● To do: Can you copy the listing below in full, request line included, raising every x and y coordinate in the answers by 31?

● Input rows:
====================
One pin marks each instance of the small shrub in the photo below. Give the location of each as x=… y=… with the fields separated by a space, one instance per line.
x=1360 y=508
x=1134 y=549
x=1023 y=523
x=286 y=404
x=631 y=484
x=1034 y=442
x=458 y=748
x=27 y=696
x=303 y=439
====================
● Full answer:
One pin marks each instance of the small shrub in the photo below. Give the location of each as x=… y=… with the fields separated by a space, one instance per line.
x=1391 y=539
x=1165 y=580
x=1054 y=554
x=317 y=435
x=662 y=515
x=1065 y=473
x=489 y=779
x=58 y=727
x=334 y=470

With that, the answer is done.